* **Task to carry out**: Rewrite the rows starting with the line containing "This document pairs" and going on through the line containing "12L333 16L337 6L334", replacing "rough mask" with "coarse mask" and leaving all else unchanged. Give only those lines.

* **Task data**:
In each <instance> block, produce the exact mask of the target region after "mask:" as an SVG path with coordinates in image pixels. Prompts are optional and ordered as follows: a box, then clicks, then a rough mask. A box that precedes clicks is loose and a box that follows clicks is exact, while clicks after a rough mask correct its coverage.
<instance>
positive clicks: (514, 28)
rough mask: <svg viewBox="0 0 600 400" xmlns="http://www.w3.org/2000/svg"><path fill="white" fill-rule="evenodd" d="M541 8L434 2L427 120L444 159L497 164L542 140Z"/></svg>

---

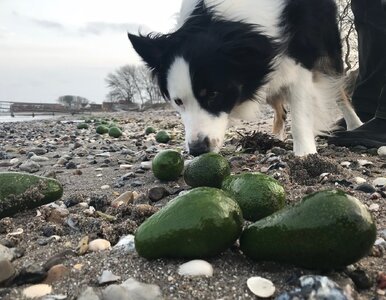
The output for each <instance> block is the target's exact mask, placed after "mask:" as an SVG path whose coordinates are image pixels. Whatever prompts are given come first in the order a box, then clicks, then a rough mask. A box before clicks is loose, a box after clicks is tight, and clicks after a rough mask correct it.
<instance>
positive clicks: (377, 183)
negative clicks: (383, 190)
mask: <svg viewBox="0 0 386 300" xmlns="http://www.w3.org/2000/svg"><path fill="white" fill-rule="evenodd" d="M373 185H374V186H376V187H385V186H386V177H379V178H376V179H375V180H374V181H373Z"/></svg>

--

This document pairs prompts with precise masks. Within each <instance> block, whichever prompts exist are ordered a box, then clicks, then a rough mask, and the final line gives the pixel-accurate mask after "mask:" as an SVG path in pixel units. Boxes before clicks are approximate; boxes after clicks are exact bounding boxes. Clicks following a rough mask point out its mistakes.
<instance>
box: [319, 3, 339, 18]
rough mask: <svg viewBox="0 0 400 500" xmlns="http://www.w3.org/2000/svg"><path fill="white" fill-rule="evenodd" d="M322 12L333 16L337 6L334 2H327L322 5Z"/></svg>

* **Task result**:
This document pairs prompts with precise masks. Within each <instance> block, whichever prompts exist are ordered a box, then clicks, then a coarse mask, and the final line gives the pixel-accurate mask after "mask:" as an SVG path in pixel units. Boxes before clicks are approximate; boxes after clicks are exact bounding boxes. Clicks following a coarse mask point out its mistakes.
<instance>
box: [319, 3, 339, 18]
coarse mask: <svg viewBox="0 0 400 500" xmlns="http://www.w3.org/2000/svg"><path fill="white" fill-rule="evenodd" d="M322 12L333 16L337 6L334 2H327L322 5Z"/></svg>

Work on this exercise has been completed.